→ **Listed records**

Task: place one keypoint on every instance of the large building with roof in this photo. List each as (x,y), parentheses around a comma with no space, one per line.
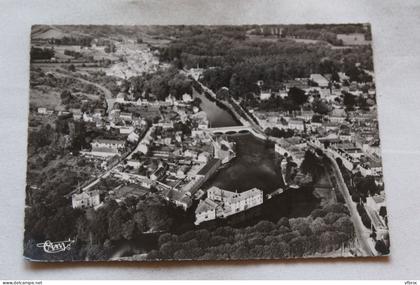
(222,203)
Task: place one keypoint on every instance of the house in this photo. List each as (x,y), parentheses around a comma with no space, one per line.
(42,110)
(85,200)
(126,130)
(375,206)
(120,98)
(187,98)
(296,124)
(209,168)
(134,163)
(113,144)
(126,116)
(353,39)
(320,80)
(221,203)
(206,211)
(306,115)
(181,171)
(265,95)
(337,115)
(77,114)
(179,198)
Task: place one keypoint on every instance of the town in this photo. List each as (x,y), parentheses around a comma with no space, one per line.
(129,126)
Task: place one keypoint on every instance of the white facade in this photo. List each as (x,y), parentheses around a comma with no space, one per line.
(85,200)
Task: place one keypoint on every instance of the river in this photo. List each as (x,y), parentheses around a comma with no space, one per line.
(254,166)
(217,116)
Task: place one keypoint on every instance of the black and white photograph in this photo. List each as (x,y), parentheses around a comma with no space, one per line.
(203,142)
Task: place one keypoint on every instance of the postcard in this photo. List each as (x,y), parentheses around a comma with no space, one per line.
(151,143)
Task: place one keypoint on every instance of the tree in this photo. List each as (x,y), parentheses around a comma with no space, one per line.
(297,96)
(349,100)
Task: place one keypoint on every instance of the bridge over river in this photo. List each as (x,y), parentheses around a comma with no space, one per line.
(235,130)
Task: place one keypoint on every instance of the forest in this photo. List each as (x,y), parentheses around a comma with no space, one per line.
(233,60)
(325,230)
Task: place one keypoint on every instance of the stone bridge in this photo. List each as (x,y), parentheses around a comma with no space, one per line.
(230,130)
(235,130)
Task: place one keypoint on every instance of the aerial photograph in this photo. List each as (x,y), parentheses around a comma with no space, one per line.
(152,143)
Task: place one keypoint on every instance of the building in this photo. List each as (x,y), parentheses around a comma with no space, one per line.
(113,144)
(296,124)
(265,95)
(187,98)
(126,116)
(42,110)
(337,115)
(221,203)
(85,200)
(206,211)
(209,168)
(352,39)
(320,80)
(134,163)
(106,148)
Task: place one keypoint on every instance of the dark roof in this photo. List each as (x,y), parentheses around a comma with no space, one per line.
(208,166)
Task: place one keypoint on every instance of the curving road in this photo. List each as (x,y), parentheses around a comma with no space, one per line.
(362,234)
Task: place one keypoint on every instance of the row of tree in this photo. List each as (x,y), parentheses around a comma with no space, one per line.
(325,230)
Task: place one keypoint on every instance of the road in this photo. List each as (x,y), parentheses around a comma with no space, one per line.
(362,234)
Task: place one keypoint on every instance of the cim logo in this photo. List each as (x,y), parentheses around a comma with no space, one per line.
(57,246)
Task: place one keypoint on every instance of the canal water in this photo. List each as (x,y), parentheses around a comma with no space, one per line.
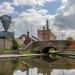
(41,65)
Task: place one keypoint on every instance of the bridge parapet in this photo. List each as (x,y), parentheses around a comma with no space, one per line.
(60,45)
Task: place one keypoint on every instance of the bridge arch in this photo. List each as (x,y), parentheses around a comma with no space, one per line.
(46,49)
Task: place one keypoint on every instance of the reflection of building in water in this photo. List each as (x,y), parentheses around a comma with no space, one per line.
(24,39)
(44,71)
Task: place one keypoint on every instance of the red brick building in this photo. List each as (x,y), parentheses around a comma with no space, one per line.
(46,34)
(71,45)
(25,39)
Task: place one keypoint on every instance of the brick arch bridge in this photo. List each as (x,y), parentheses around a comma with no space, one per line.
(41,46)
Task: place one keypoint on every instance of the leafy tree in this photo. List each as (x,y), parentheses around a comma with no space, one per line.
(15,44)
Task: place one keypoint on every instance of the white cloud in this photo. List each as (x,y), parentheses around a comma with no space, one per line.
(6,8)
(31,2)
(31,20)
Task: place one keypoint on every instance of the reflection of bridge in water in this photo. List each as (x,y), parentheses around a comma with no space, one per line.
(44,46)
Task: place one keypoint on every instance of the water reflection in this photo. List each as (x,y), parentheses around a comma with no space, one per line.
(41,65)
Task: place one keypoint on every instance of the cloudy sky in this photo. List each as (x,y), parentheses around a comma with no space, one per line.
(29,15)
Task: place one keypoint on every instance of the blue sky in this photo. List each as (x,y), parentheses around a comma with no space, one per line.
(32,14)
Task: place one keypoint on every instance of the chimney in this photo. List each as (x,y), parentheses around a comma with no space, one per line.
(28,33)
(47,24)
(43,27)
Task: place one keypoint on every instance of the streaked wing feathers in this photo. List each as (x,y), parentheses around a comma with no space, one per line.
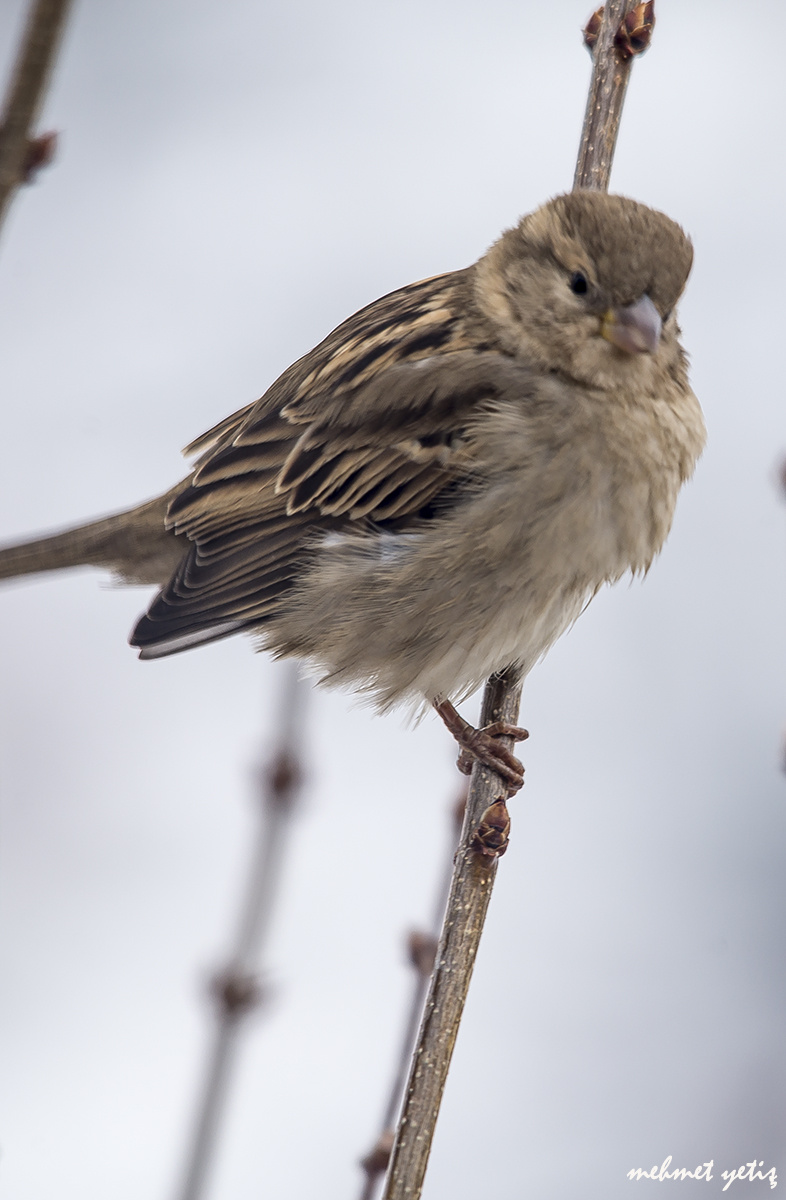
(366,426)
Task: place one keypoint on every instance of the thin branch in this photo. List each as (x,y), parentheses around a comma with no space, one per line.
(622,33)
(421,953)
(485,829)
(237,989)
(21,154)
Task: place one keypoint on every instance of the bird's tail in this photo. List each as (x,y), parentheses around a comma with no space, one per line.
(135,545)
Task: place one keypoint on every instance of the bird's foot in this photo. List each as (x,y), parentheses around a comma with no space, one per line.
(483,745)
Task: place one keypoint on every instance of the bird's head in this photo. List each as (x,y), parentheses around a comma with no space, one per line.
(587,286)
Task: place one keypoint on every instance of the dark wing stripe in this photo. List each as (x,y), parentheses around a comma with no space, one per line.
(369,425)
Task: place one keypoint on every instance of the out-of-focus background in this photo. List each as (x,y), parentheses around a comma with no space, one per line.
(232,181)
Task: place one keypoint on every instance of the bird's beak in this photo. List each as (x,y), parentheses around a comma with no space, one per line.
(635,328)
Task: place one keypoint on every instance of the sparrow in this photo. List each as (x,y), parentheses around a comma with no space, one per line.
(437,490)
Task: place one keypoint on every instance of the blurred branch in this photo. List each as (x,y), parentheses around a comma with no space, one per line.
(21,155)
(237,989)
(421,953)
(484,835)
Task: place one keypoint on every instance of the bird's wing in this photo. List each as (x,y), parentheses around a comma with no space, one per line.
(369,426)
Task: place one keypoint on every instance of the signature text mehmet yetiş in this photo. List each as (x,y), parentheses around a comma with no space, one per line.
(750,1171)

→ **What this task involves**
Transcribe the entire listing above verbatim, leaving out the pictures.

→ **Result of the exercise**
Task: place one keypoint on every instance of the large building with roof in this photo. List each as (x,y), parentheses around a comma with no space, one per line.
(222,203)
Task: place one keypoint on every instance of the house in this photo. List each as (x,y), parentheses around a comma with no space, one per line.
(42,110)
(85,200)
(126,130)
(375,206)
(120,98)
(187,98)
(296,124)
(209,168)
(134,163)
(113,144)
(126,116)
(353,39)
(320,80)
(221,203)
(206,211)
(306,115)
(181,171)
(265,95)
(337,115)
(77,114)
(179,198)
Task: place one keypoint on every instance of the town in this photo. List each as (x,y), parentheses around a comma with no space, one per line.
(129,126)
Task: place one keypoint on every instance of the white facade in this photo. List each as (x,y), parentheses around a comma with no space, one per line.
(85,200)
Task: place one keypoint on every instance of the river in this photo. List each as (x,y), parentheses around a comma with no space, one per line.
(254,166)
(217,116)
Task: place one keypoint on every instance of the black and white photograph in this photo. List each as (x,y), parentheses around a comma with no space, one per line.
(203,142)
Task: place one keypoint on every instance of the postcard in this photo. List each as (x,y), parentheses around a comma with no space, one per line.
(151,143)
Task: place one keypoint on every instance of the tree in this photo. List each as (x,y), parentheses around a comma with no space, one per line.
(297,96)
(349,100)
Task: place one keypoint on every instance of the bridge over river in this photo. List each as (x,y), parentheses around a comma with no space, one per line.
(235,130)
Task: place one keypoint on every instance of the forest in this photo. List each as (x,y), parentheses around a comma with no space, one per line.
(233,60)
(325,230)
Task: place one keypoint on every instance of the stone bridge in this photo. List each as (x,y), parentheses around a comma with no space, one per line.
(230,130)
(235,130)
Task: place one keypoint on every instance of the aerial photograph in this photo. List each as (x,y), parentheses around a comma with no space, one per line.
(152,143)
Task: place one keypoint on every instance of the building in this photo. List each as (x,y), parentheses around a comma with no space, one per line.
(113,144)
(296,124)
(265,95)
(187,98)
(126,116)
(42,110)
(337,115)
(221,203)
(85,200)
(206,211)
(209,168)
(352,39)
(320,80)
(134,163)
(106,148)
Task: place one keypoint on every instance of the dark roof in this photo. List each as (x,y), parentheses around a comma with no space, one per line.
(208,166)
Task: place one keypoint on every instance of the curving road in this photo. List each as (x,y), parentheses around a comma with no space, one per line.
(362,234)
Task: place one keypoint on every instance of the row of tree in this photo. List each as (x,y), parentheses around a comma with no space, one per line.
(325,230)
Task: place one keypoint on every instance of the road in this photo. List each as (x,y), parentheses around a comma with no space, one per line.
(362,234)
Task: place one keypoint on every instance of the cim logo in this photo. List each as (x,y), parentheses around a comma with no space, one per line.
(57,246)
Task: place one keypoint on every instance of the canal water in this photo. List each as (x,y), parentheses around a comma with no space, one per line.
(41,65)
Task: place one keypoint on every instance of the bridge parapet in this photo. List each as (x,y), parentheses around a comma with no space, one per line.
(60,45)
Task: place one keypoint on every instance of the bridge arch in this photo. List each as (x,y), parentheses around a comma with no space, one per line.
(46,49)
Task: place one keypoint on every instance of the reflection of building in water in this photo. List each as (x,y), parentheses around a comma with no space, one per line.
(24,39)
(44,71)
Task: place one keypoint on every instance of the red brick building in this photo. List each as (x,y), parentheses around a comma with no space, one per line.
(46,34)
(71,45)
(25,39)
Task: place one keypoint on every instance of the brick arch bridge in this photo. List each as (x,y), parentheses around a comma with no space, one per line.
(41,46)
Task: place one keypoint on every instance of the leafy tree in this photo. List each as (x,y), parentheses around a comma with no space, one per line.
(15,44)
Task: place one keypoint on every instance of the white cloud in this photo. List each as (x,y), parentheses around a comma with no space, one per line.
(6,8)
(31,2)
(31,20)
Task: place one keypoint on every instance of the reflection of bridge in water in this photo. List each as (x,y), parentheses around a comma with no space, one per line.
(44,46)
Task: place one keypoint on every instance of the water reflection in this photo. List each as (x,y), parentheses around a comma with no space, one per line.
(41,65)
Task: place one keypoint on every instance of the cloudy sky in this photo. List each as (x,y), parentheses around a comma with no space, one per line.
(29,15)
Task: place one keypoint on every instance of the blue sky in this photo. List each as (x,y), parentheses around a comma with no space, one per line.
(32,14)
Task: place one keypoint on every instance of the chimney in this photo. List each as (x,y), parentheses around a comma with no space, one per line.
(28,33)
(47,24)
(43,27)
Task: place one keypoint on every instance of the streaked wing feathers in this photo. List each as (x,y), parentheses around a comma with no space, one per line.
(366,426)
Task: place one keypoint on every instance of the thin branch in this photo. List each as (x,y), parentheses around a comma with no space, one per line.
(622,33)
(421,953)
(485,829)
(237,989)
(21,154)
Task: place one keypoint on every instance of the bird's tail in this photo. List each as (x,y), parentheses around a comma with no space, one per line.
(135,545)
Task: place one keypoint on every instance of the bird's foot in this photo. List each as (x,y), parentheses around a comma with no space, one per line.
(483,745)
Task: place one keypoint on every instance of the bird's head in this photo. List each as (x,y), parentheses around a comma with no space, one per line.
(587,286)
Task: place one keypoint on every instance of the dark wing stripe in this photo. List each as (x,y), parentheses around a comma with no space, one per line.
(369,425)
Task: place one keypoint on every instance of the out-of-focus background in this photo. List each as (x,y), parentheses around a comma with no space, one per line.
(232,181)
Task: place one keypoint on every instance of the bird's beak in this photo. List each as (x,y), parentheses around a comma with no space, one per line.
(635,328)
Task: place one keypoint on every instance of the sparrow in this photo. List each as (x,y), parentheses around a comma with no space, one per line.
(437,490)
Task: place one keypoint on every instance of the blurred branch in this photo. List each as (x,y), parentheses around a comma with no space, one per line.
(21,155)
(237,989)
(421,953)
(484,835)
Task: place one keypoint on every instance of the bird's wing in this photo. List each as (x,y), parentheses around a comma with no space, one per line.
(369,426)
Task: place one keypoint on every instance of the signature text mehmet yetiş in this photo. List each as (x,y), parentheses around a comma with no space, one per line.
(750,1171)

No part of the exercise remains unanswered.